**CONSIGNE:** Extrais du matériel ci-dessous chaque ligne qui contient le mot « tiled », en tenant compte des majuscules et des minuscules.
____
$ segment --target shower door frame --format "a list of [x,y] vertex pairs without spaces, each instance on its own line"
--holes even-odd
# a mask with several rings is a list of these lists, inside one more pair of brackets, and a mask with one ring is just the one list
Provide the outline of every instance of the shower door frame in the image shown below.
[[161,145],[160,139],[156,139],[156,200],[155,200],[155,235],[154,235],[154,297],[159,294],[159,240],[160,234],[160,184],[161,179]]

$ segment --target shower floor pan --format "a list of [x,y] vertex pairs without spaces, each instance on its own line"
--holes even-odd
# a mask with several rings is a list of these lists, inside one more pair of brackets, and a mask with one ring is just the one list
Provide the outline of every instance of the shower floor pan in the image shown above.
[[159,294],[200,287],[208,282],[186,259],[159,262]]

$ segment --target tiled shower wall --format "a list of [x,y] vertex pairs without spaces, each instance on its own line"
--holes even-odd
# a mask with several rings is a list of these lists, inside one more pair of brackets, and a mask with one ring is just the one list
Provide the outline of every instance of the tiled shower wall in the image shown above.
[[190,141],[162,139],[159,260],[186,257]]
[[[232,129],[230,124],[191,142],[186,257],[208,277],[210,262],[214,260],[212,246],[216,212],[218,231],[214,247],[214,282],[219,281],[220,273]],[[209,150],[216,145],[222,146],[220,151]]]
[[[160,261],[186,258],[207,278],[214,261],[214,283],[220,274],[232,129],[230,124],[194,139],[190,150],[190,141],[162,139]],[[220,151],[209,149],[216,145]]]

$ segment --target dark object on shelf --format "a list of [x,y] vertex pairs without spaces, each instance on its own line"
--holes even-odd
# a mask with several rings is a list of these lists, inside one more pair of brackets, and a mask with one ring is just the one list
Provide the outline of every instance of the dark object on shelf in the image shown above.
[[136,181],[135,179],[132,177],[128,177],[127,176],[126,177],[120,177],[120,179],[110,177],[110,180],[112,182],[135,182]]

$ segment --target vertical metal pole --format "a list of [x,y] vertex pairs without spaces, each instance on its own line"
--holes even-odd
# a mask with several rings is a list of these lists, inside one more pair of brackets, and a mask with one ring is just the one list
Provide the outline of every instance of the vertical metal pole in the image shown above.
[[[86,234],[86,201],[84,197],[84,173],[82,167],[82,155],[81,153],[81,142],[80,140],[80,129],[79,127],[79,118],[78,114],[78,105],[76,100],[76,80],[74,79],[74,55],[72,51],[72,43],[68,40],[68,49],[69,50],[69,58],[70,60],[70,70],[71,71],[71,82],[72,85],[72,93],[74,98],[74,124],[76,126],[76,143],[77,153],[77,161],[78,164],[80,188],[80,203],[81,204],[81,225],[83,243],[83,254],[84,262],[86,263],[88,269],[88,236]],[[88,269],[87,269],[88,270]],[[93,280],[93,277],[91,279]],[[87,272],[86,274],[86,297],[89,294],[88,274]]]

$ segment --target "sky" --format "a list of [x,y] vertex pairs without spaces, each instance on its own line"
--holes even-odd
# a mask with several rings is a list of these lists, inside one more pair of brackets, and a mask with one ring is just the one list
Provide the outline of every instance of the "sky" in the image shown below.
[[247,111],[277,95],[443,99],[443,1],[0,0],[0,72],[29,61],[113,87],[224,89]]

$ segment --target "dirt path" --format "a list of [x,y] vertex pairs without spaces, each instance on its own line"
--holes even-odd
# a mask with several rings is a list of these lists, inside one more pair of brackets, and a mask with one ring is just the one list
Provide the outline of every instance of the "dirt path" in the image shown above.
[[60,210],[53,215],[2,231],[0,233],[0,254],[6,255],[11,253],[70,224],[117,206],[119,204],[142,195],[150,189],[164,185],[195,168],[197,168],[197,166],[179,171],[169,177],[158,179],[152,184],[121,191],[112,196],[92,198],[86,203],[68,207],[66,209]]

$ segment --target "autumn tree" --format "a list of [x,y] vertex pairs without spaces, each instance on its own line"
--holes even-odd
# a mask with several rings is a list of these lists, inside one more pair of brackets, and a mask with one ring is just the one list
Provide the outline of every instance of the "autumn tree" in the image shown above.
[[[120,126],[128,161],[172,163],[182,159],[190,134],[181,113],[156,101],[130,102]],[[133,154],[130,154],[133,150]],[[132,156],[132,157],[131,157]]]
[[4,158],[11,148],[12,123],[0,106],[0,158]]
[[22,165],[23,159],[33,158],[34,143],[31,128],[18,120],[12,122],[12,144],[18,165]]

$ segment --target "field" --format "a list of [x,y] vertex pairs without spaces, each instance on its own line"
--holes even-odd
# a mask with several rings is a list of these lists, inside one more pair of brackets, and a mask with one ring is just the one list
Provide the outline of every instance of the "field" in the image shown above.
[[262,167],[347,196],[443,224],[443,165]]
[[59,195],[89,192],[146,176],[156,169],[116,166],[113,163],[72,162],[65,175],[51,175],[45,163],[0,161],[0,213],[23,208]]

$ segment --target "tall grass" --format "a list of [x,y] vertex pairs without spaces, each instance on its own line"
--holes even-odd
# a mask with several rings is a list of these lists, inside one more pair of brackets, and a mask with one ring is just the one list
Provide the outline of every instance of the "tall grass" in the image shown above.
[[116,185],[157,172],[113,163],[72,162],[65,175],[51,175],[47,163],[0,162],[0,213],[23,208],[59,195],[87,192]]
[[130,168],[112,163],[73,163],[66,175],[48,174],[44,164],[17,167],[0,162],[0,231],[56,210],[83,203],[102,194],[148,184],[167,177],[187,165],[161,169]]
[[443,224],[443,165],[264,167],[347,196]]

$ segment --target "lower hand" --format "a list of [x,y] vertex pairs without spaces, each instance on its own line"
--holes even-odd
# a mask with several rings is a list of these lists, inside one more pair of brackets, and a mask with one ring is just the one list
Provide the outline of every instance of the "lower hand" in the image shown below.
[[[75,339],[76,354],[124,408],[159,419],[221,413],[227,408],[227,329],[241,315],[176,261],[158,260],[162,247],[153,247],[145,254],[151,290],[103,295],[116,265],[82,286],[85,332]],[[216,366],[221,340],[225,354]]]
____
**TÂCHE ACCOMPLIE:**
$ segment --target tiled shower wall --format "a list of [x,y] vertex pairs without spaces, each instance on its own line"
Provide the outline of every instance of the tiled shower wall in the image shown above.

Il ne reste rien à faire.